__PROVIDED MATERIAL__.
= = = = = = =

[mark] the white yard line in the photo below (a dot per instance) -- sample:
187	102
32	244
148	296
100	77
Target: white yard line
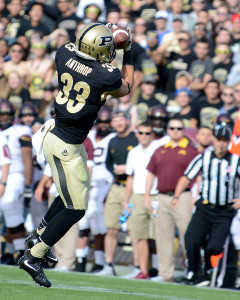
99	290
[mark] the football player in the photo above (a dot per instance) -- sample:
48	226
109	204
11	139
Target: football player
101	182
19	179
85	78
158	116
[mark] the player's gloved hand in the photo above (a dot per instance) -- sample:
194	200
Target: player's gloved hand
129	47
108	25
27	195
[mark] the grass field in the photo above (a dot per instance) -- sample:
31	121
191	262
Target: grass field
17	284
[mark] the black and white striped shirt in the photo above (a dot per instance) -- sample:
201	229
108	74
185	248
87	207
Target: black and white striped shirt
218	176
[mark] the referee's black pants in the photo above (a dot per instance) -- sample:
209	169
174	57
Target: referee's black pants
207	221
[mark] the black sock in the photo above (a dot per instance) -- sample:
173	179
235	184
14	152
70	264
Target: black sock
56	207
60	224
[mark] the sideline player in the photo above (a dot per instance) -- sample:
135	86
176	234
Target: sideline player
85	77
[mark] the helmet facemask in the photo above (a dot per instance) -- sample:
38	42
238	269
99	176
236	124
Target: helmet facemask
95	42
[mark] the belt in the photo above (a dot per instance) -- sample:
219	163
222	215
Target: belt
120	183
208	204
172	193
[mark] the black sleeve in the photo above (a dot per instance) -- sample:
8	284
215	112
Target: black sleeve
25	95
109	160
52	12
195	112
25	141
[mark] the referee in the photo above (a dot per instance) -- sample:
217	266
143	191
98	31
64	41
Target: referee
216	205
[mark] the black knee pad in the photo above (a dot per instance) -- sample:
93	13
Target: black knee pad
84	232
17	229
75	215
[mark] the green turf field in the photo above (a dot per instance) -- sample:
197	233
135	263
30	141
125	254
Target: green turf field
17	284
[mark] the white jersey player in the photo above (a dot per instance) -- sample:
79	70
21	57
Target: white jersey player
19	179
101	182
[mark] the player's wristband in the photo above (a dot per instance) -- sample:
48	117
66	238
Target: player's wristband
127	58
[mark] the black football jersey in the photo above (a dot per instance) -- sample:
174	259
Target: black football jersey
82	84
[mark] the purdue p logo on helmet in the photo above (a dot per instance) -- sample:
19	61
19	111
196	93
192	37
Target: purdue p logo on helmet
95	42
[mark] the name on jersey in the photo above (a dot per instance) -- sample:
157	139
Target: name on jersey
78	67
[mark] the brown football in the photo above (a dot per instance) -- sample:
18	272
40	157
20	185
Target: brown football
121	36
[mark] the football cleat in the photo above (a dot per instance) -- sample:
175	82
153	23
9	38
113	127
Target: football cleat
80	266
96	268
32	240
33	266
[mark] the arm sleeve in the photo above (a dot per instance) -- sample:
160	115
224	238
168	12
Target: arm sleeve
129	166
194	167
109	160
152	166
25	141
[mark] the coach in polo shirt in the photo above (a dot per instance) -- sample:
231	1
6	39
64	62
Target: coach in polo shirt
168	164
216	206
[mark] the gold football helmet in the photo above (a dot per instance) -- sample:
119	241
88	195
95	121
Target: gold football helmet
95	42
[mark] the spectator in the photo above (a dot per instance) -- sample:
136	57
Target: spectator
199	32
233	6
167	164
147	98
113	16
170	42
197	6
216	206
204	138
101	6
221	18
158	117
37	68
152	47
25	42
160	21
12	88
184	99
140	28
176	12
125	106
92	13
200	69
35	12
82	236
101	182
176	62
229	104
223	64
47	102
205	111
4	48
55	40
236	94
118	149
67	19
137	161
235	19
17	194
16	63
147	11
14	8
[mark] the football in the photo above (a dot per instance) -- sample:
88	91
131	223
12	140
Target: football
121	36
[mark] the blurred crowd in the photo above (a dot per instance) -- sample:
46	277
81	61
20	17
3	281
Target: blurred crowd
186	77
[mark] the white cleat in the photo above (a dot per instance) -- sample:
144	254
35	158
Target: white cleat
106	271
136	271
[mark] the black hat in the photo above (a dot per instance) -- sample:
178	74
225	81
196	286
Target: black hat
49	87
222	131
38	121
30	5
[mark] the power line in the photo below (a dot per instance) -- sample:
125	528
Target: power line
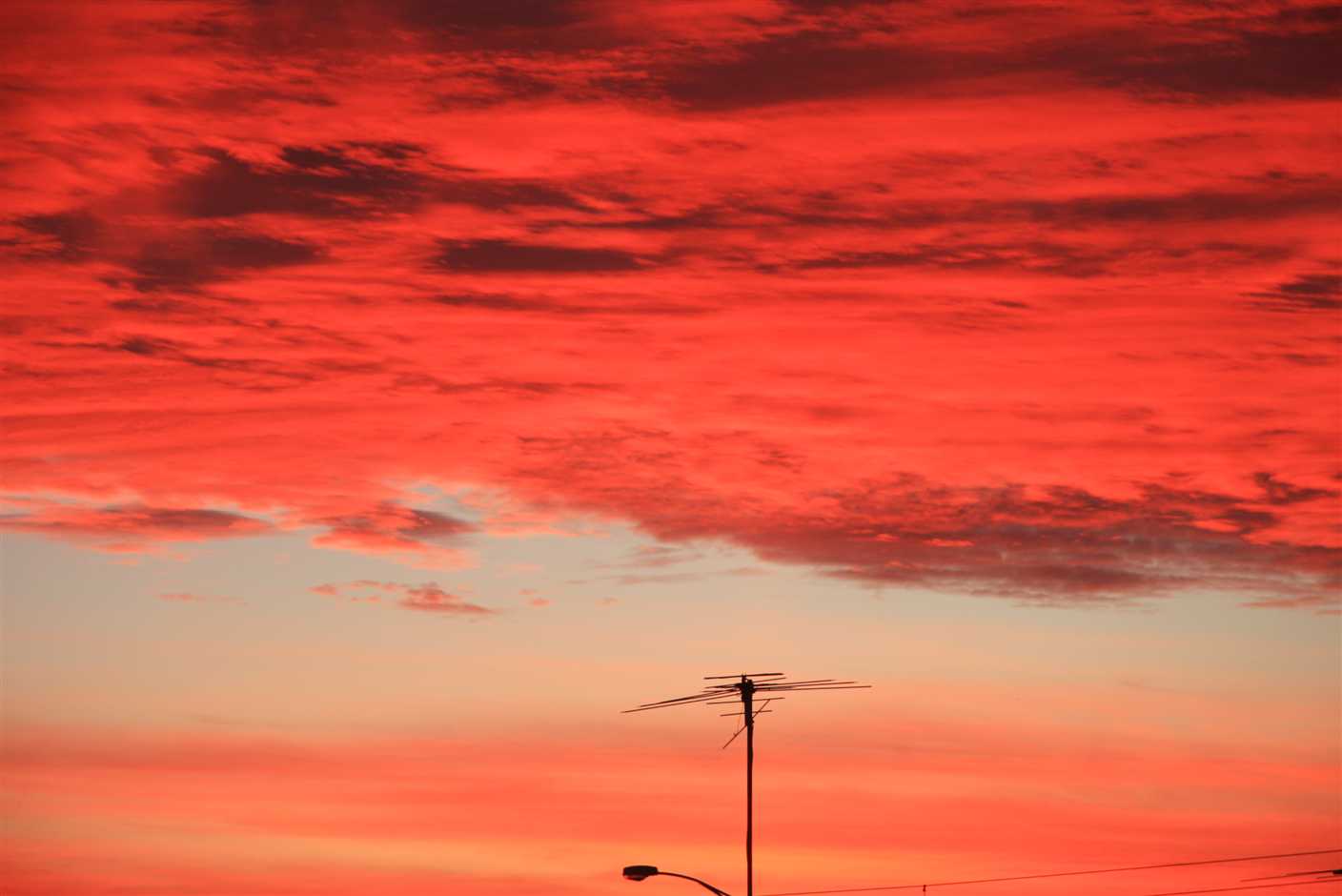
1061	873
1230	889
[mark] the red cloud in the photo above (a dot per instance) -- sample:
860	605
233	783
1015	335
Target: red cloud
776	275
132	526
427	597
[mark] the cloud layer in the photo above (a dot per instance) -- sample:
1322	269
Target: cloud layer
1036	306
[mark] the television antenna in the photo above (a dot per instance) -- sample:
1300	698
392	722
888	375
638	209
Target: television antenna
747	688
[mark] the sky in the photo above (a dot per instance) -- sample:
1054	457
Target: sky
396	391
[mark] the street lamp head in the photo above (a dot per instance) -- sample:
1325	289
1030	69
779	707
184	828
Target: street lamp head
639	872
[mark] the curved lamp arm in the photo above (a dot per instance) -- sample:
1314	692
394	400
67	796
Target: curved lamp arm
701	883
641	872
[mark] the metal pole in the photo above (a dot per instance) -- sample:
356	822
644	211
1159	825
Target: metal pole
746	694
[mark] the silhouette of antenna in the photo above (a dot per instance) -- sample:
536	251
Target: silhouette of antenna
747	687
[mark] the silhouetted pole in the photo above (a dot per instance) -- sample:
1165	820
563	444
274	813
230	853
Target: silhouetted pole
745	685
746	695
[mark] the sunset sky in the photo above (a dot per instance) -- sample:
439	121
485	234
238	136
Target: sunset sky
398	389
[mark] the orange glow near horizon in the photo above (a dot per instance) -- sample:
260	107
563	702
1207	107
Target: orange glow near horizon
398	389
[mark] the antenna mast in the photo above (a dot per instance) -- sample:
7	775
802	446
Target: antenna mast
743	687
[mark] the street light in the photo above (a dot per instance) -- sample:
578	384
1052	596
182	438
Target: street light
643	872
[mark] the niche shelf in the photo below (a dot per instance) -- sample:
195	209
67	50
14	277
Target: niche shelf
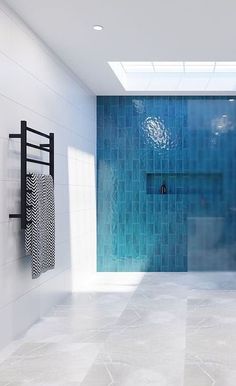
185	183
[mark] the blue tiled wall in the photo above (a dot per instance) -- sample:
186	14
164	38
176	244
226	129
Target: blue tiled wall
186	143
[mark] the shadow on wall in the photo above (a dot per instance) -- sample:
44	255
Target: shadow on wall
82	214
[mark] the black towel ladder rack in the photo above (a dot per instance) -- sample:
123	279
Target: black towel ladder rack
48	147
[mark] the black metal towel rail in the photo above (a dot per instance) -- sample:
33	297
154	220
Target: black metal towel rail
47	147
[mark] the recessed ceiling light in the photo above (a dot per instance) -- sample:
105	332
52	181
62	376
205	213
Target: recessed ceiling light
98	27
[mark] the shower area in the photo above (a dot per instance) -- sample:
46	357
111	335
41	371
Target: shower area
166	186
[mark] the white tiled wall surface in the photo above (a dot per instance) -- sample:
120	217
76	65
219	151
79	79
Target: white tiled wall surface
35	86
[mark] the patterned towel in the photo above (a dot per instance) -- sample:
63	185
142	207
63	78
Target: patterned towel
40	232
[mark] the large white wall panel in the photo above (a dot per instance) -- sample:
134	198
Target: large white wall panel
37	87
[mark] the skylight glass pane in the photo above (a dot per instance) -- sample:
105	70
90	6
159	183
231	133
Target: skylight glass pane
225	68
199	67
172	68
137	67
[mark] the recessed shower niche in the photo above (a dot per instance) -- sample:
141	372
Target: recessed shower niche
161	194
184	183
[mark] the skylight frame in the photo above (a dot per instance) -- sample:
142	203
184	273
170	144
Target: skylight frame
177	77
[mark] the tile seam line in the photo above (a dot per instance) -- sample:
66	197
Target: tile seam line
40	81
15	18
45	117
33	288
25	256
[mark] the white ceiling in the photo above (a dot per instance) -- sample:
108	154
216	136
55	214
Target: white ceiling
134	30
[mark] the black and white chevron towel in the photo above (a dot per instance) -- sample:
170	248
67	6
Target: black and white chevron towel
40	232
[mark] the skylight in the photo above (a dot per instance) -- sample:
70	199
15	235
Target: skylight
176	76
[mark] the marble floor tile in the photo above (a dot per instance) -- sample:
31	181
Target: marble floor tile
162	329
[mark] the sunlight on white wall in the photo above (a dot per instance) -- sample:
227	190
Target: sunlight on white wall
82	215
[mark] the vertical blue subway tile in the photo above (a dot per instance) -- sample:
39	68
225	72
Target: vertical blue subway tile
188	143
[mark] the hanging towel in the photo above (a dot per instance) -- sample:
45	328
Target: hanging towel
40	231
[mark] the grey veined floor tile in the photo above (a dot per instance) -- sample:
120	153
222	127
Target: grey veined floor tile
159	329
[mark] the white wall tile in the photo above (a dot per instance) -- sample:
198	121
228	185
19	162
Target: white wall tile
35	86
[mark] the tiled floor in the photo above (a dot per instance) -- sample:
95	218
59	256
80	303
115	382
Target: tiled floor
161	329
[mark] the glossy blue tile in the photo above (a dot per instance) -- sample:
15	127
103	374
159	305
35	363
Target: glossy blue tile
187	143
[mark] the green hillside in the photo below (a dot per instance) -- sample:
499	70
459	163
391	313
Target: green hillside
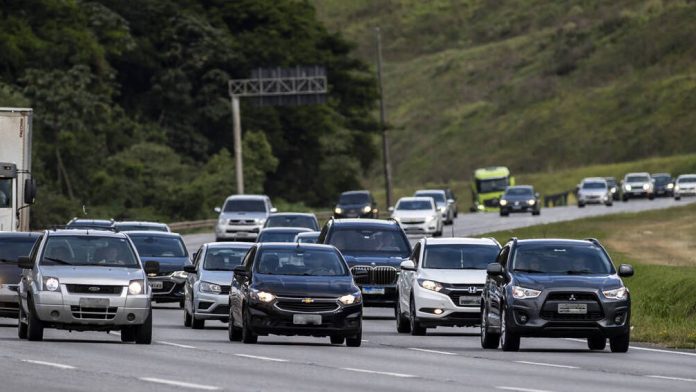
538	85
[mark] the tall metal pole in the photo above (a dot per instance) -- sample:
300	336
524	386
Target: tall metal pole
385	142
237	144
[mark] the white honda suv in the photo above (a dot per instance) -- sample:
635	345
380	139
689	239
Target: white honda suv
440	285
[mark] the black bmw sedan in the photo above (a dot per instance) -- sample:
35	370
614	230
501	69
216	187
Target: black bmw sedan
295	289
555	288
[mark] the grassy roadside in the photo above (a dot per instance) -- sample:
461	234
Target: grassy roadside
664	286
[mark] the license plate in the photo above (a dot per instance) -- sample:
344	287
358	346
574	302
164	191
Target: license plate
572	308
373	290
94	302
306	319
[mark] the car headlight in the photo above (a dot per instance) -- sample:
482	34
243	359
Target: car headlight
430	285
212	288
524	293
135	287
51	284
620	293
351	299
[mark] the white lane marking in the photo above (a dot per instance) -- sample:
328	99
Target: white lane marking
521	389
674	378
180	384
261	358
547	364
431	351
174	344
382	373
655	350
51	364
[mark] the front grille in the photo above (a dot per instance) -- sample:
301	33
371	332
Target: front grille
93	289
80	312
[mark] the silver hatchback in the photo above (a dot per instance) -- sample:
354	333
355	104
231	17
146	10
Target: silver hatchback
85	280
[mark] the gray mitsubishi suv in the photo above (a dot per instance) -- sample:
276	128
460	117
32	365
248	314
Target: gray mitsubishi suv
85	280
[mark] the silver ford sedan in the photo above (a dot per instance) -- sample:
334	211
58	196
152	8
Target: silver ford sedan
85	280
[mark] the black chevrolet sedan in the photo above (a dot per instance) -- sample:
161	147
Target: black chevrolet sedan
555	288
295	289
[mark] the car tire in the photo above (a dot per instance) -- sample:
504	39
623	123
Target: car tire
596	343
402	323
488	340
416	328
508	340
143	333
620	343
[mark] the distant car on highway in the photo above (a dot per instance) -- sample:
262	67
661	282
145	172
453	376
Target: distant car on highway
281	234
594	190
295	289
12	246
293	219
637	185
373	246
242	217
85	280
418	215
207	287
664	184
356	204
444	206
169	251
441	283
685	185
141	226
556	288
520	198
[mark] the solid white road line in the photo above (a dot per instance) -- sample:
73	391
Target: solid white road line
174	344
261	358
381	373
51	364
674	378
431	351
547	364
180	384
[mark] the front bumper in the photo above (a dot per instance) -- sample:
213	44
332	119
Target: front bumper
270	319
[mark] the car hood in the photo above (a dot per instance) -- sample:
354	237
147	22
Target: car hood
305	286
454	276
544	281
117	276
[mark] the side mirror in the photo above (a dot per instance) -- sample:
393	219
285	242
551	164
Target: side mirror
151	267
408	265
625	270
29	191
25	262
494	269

= = = = = = =

__PROBLEM__. Only the lines from the one containing "[mark] the distant" to the end of the data should be printed, exactly as they stand.

__TASK RESPONSE__.
[mark] the distant car on highway in the photo above (a dot per instance) -- sample:
262	67
661	282
145	172
453	376
Target: distant car on highway
281	234
594	190
295	289
12	246
293	219
637	185
373	246
242	217
85	280
418	215
207	287
664	184
356	204
444	206
169	251
441	283
685	185
141	226
556	288
520	198
[mark] the solid white road line in the photo above (a dot per instance) -- sample:
73	391
Target: solid white road line
174	344
261	358
381	373
51	364
674	378
431	351
547	364
180	384
[mark] the front bumper in the photo above (a dot per instance) -- sample:
213	44
332	119
Target: front bumper
270	319
[mark] the car hood in the photo above (a dot per instance) -- sample:
354	237
147	22
Target: car hood
305	286
454	276
544	281
117	276
[mark] the side mirror in the photo above (a dot per instance) -- sample:
393	219
285	242
551	164
Target: side mirror
151	267
408	265
625	270
29	191
25	262
494	269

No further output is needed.